What you are asked to do – Reproduce every one of the following records word for word, keeping them in the order given.

Data records –

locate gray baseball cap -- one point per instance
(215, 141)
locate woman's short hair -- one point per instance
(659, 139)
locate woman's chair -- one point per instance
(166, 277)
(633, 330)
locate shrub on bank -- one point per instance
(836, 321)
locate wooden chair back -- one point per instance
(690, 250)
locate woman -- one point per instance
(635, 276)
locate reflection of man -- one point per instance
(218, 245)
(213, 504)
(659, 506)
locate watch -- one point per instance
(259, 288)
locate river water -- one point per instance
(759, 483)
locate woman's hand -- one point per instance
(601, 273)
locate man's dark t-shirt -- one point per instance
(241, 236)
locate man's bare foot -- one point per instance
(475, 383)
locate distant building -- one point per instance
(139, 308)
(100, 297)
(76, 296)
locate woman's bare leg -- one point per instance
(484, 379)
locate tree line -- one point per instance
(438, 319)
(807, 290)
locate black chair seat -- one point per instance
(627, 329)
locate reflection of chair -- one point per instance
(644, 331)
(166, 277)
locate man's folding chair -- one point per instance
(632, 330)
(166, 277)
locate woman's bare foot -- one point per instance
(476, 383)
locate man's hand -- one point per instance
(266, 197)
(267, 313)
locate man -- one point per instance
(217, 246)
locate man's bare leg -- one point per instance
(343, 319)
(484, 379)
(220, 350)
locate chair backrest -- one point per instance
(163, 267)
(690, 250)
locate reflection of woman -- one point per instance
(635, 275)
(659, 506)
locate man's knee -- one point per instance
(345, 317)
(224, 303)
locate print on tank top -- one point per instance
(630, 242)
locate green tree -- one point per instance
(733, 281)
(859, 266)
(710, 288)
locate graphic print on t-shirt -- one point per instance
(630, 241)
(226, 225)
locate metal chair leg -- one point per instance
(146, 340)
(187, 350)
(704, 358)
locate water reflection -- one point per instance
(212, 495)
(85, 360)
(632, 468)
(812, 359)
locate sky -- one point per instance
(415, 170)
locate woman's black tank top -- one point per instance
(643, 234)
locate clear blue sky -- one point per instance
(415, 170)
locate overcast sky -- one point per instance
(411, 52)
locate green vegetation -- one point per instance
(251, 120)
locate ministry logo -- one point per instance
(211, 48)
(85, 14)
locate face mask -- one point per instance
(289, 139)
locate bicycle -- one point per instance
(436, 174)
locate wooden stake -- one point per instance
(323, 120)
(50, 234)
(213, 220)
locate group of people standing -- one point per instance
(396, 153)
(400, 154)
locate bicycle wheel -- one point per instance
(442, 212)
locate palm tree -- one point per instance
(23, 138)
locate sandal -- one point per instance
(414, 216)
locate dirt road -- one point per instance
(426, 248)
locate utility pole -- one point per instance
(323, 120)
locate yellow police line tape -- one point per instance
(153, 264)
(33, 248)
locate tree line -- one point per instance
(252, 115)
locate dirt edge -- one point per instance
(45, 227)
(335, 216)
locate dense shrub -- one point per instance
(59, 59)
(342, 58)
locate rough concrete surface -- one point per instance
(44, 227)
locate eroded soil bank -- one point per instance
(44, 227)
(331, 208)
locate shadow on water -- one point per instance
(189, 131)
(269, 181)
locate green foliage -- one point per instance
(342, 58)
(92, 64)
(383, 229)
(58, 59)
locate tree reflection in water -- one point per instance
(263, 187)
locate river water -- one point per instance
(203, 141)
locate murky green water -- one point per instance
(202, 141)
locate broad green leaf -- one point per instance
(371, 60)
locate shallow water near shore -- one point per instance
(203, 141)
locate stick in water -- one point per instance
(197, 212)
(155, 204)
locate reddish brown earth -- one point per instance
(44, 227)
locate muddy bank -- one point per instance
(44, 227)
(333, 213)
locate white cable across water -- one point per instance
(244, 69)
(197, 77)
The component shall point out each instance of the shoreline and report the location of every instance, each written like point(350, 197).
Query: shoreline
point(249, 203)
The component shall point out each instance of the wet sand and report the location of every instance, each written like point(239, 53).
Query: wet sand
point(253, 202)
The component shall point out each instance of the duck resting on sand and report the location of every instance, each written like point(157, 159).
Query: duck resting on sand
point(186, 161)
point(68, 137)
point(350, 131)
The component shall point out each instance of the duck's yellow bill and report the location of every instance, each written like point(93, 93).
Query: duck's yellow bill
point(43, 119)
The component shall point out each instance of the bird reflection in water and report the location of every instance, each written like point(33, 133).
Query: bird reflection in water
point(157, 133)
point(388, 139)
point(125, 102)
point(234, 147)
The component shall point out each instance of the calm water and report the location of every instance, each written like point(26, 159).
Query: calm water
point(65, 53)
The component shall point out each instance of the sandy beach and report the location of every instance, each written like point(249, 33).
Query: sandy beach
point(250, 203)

Output for this task –
locate gray baseball cap -- one point per instance
(215, 141)
locate woman's short hair -- one point per instance
(659, 139)
locate woman's chair -- one point per instance
(166, 277)
(633, 330)
locate shrub on bank -- one point per instance
(836, 321)
locate wooden chair back -- one point per instance
(690, 250)
locate woman -- one point per instance
(635, 276)
locate reflection of man -- one point per instance
(218, 245)
(213, 504)
(659, 506)
locate watch -- one point per instance
(259, 288)
locate river water -- one point per instance
(759, 483)
locate woman's hand -- one point per instance
(601, 273)
locate man's dark t-shirt -- one point per instance
(241, 236)
locate man's bare foot -- one point per instance
(475, 383)
locate distant building -- one point per instance
(139, 308)
(100, 297)
(76, 296)
locate woman's bare leg -- one point per instance
(484, 379)
locate tree line -- one point per instance
(438, 319)
(807, 290)
locate black chair seat -- one point per instance
(627, 329)
locate reflection of chair -- one point per instance
(644, 331)
(166, 277)
locate man's folding chair -- one point per instance
(632, 330)
(166, 277)
locate woman's bare foot -- one point per instance
(476, 383)
locate man's hand -- one point per instance
(266, 197)
(267, 313)
locate man -- one point per instance
(217, 246)
locate man's bare leg -- one point per instance
(343, 319)
(484, 379)
(220, 350)
locate chair backrest -- one point per instance
(163, 267)
(690, 250)
locate reflection of woman -- one point per instance
(635, 275)
(659, 506)
locate man's knee -- one point per instance
(345, 317)
(224, 303)
locate print on tank top -- one point per instance
(630, 242)
locate green tree -- one point per instance
(733, 281)
(859, 266)
(710, 288)
locate graphic print on t-shirt -- one point per instance
(630, 241)
(226, 225)
locate metal chair leg -- one point per instance
(146, 340)
(187, 350)
(704, 358)
locate water reflection -- one point per instance
(212, 495)
(85, 360)
(632, 468)
(812, 359)
locate sky -- one point per instance
(415, 170)
locate woman's black tank top -- one point per instance
(643, 234)
locate clear blue sky -- one point per instance
(415, 170)
locate overcast sky -- one point per instance
(411, 52)
locate green vegetation -- one point per instance
(251, 120)
locate ministry logo -- one point per instance
(211, 48)
(85, 14)
locate face mask -- one point per instance
(289, 139)
locate bicycle -- one point per instance
(436, 174)
locate wooden stake -- one point per instance
(323, 120)
(50, 234)
(213, 220)
locate group of people standing -- one point per instance
(396, 153)
(400, 154)
locate bicycle wheel -- one point per instance
(442, 212)
locate palm tree -- one point per instance
(23, 138)
locate sandal -- one point per instance
(414, 216)
locate dirt road -- one point per instance
(426, 248)
locate utility pole -- one point per instance
(323, 120)
locate yellow police line tape -- one point per instance
(153, 264)
(33, 248)
locate tree line -- one point per instance
(252, 115)
locate dirt edge -- one point per instance
(45, 227)
(335, 216)
locate dense shrub -- one point per instance
(59, 59)
(342, 58)
locate rough concrete surface -- one point per instance
(44, 227)
locate eroded soil bank -- one point per instance
(44, 227)
(331, 208)
locate shadow on water -- one point per instance
(189, 131)
(269, 181)
locate green foliage -- one point per instance
(342, 58)
(92, 64)
(383, 229)
(58, 59)
locate tree reflection in water -- one point per instance
(263, 187)
locate river water -- one point per instance
(203, 141)
locate murky green water -- one point per instance
(202, 141)
locate broad green leaf -- one point per instance
(371, 60)
locate shallow water near shore -- one point per instance
(203, 141)
locate stick in water -- one point per instance
(197, 212)
(155, 204)
locate reddish brown earth -- one point per instance
(44, 227)
locate muddy bank -- one point per instance
(44, 227)
(333, 213)
locate white cable across water -- one point per instance
(244, 69)
(197, 77)
The component shall point out each instance of the shoreline and report the location of every instance, each written like point(350, 197).
Query: shoreline
point(249, 203)
The component shall point out each instance of the wet sand and report the location of every instance, each written like point(239, 53).
Query: wet sand
point(253, 202)
The component shall point out each instance of the duck resting on sand and report the location of every instance, each written like point(157, 159).
Query: duck resting on sand
point(186, 161)
point(68, 137)
point(350, 131)
The component shall point out each instance of the duck's yellow bill and report the location of every instance, each written like point(93, 93).
Query: duck's yellow bill
point(43, 119)
The component shall point out each instance of the bird reflection in water and report the location of every instance, each written like point(33, 133).
Query: bird reflection in water
point(157, 133)
point(388, 139)
point(125, 102)
point(234, 147)
The component shall point out each instance of the calm water and report the location of every instance, each written like point(26, 159).
Query: calm water
point(65, 53)
The component shall point out each instance of the sandy beach and report the location of every instance, each written like point(249, 33).
Query: sandy beach
point(250, 203)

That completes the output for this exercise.